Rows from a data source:

++++++++++

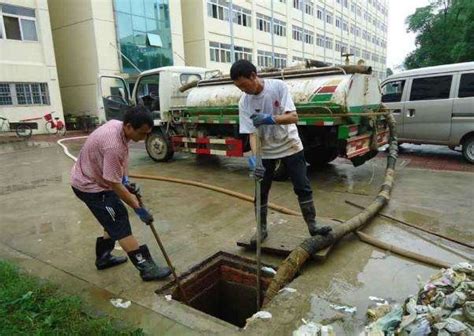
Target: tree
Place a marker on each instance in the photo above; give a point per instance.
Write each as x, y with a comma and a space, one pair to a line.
445, 33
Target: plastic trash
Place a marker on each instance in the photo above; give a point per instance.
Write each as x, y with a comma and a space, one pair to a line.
268, 270
345, 309
308, 329
120, 303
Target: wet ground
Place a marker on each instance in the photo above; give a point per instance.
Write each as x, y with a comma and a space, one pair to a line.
51, 234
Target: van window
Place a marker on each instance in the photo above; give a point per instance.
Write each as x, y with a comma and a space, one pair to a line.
466, 86
431, 88
188, 78
148, 92
392, 91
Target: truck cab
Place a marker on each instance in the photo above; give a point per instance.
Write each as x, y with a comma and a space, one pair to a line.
158, 90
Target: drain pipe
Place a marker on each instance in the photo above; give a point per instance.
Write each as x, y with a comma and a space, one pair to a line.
290, 266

++++++++++

**The task:**
Please return every row above word for word, leaving the pictures out.

**Answer for the task:**
Target: tree
Place a marker on each instance in the photo above; give a point per instance.
Write each as x, y with a comma and a space, one pair to a line.
445, 33
Target: plastic trash
Place a marker on each instance in the photo above; give a point per instance.
Write each as x, y with a comma and a space, one pair to a line.
268, 270
345, 309
308, 329
120, 303
Target: wet ground
Place a marker on each instance in the photo above; give a point per instance.
Write each as x, y with a comma and a space, one pair to a line.
51, 234
Target: van window
Place a marker on each instance in the photo above; give a point per instance.
Write each as x, y with a comma and a space, one pair to a line.
466, 86
431, 88
188, 78
148, 92
392, 91
Target: truck cab
Place a marker on each instance in the photo above; give a point per instance.
Write each as x, y with a comma and a space, one pair to a line.
158, 90
Target: drain pipe
Place a marker on each instance in the photo above; give a point per instance.
Write each as x, y with a comma and a space, one pair to a line.
290, 266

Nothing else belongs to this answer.